- _作業指示_:
(1) 次の(a)〜(c)は、車両用シート装置についての文章の内容と一致していますか。それぞれ「はい」か「いいえ」で答え、判断の決め手となる文章中の語句をそのまま引用してください。
(a) ウエビング巻取装置は、シートクッションの左側のサイドサポート部の内部空間に収容されている。
(b) 従来の車両用シートには、ラップベルトがシートクッションの車幅方向外側の側面に取り付けられたウエビング巻取装置に巻き取られる構成のものがある。
(c) ラップベルトは着座乗員の肩部を拘束するものである。
(2) 車両用シート装置についての文章を、最後の文の後から先へ書き進めてください。

- _提示文_:
..............................
説明

車両用シート装置

【課題】シートクッションの幅方向外側面にウエビング巻取装置の搭載スペースを確保できない車両に対してもラップベルトをウエビング巻取装置で巻き取ることができる車両用シートを提供する。
【解決手段】車両用シート装置10では、シートクッション16の右側のサイドサポート部16Bが内部空間を有しており、この内部空間内には、ラップベルト20Bの長手方向一端部が係止されたウエビング巻取装置36が収容されている。したがって、この車両用シート装置10では、シートクッション16の幅方向外側面(車体側部22Aとシートクッション16との間など)にウエビング巻取装置36の搭載スペースを確保できない車両に対してもラップベルト20Bをウエビング巻取装置36で巻き取ることができる。

【発明の詳細な説明】
【技術分野】
【0001】
本発明は、車両用シート装置に関する。
【背景技術】
【0002】
従来、着座乗員の腰部を拘束するラップベルトが、シートクッションの車幅方向外側の側面に取り付けられたウエビング巻取装置に巻き取られる構成の車両用シートが知られている(例えば、特許文献1参照)。
..............................
- _提供データ_:
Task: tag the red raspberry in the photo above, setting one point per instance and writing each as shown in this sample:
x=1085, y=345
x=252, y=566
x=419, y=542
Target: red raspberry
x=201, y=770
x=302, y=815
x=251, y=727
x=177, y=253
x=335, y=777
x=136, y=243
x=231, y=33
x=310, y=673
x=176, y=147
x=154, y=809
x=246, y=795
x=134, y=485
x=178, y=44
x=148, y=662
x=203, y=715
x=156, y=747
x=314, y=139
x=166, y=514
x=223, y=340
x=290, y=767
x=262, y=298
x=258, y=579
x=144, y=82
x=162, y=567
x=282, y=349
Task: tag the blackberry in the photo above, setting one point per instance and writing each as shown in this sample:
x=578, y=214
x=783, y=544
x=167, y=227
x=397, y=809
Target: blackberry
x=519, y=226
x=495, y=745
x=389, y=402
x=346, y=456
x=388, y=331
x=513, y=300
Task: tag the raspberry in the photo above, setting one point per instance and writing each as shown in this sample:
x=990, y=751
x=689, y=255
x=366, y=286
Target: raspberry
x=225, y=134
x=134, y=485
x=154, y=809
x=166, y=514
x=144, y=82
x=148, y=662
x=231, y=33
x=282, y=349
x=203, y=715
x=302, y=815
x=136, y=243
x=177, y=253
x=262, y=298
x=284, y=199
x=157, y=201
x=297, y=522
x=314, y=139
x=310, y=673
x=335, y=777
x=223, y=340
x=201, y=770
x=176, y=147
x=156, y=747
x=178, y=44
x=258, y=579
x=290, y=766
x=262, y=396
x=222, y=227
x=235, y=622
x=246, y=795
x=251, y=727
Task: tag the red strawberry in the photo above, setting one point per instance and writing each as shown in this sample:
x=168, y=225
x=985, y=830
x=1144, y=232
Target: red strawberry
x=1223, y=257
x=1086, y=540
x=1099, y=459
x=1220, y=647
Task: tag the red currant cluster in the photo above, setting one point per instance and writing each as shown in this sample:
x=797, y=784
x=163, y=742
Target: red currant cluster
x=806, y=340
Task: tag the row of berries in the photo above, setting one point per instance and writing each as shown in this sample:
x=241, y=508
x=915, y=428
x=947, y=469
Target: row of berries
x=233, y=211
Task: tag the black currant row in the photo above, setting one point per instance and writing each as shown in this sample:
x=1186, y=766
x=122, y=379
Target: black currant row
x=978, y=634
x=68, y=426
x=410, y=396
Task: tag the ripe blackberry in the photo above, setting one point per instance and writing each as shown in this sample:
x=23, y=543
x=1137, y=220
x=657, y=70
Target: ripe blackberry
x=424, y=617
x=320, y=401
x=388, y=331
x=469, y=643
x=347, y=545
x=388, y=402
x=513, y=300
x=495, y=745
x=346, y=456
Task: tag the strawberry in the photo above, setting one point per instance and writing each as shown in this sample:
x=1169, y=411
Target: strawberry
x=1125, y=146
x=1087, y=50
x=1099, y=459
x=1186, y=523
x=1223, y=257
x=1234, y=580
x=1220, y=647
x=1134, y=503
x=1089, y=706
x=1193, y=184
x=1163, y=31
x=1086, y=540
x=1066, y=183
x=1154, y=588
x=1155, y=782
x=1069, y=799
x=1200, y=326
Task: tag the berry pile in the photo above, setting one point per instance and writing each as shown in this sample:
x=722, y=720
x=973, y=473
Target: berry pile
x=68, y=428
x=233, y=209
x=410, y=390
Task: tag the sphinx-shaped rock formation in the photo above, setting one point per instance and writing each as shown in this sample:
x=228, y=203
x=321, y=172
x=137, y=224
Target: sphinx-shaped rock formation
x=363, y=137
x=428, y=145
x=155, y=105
..............................
- _回答_:
(1)
(a) いいえ。「シートクッション16の右側のサイドサポート部16Bが内部空間を有しており」
(b) はい。「シートクッションの車幅方向外側の側面に取り付けられたウエビング巻取装置に巻き取られる構成の車両用シートが知られている」
(c) いいえ。「着座乗員の腰部を拘束するラップベルト」

(2)
【先行技術文献】
【特許文献】
【0003】
【特許文献1】特開2007−223536号公報
【発明の概要】
【発明が解決しようとする課題】
【0004】
上述の如き車両用シートでは、シートクッションと車体側部との間にリトラクタを配置する為の搭載スペースが必要であり、車両によっては搭載スペースの確保が困難な場合がある。
【0005】
本発明は上記事実を考慮し、シートクッションの幅方向外側面にウエビング巻取装置の搭載スペースを確保できない車両に対してもラップベルトをウエビング巻取装置で巻き取ることができる車両用シートを提供することが目的である。
【課題を解決するための手段】
【0006】
請求項1に記載の発明に係る車両用シート装置は、幅方向中央部で着座乗員の尻部を支持すると共に、幅方向両側部が幅方向中央部よりも上方側へ膨出したサイドサポート部とされ、幅方向一側の前記サイドサポート部が内部空間を有し、当該サイドサポート部における着座乗員と対向する部位に前記内部空間に連通した開口部が形成されたシートクッションと、前記開口部に装着されると共に、前記内部空間と外部を連通させるスリット状のウエビング挿通孔が形成されたウエビングガイド部材と、前記内部空間内に収容されたウエビング巻取装置と、長手方向一端部が前記ウエビング巻取装置に係止されると共に、長手方向中間部が前記ウエビング挿通孔に挿通され、長手方向他端部が前記シートクッションの幅方向他側で前記シートクッション又は車体に係止されることにより着座乗員の腰部を拘束するラップベルトと、を備えている。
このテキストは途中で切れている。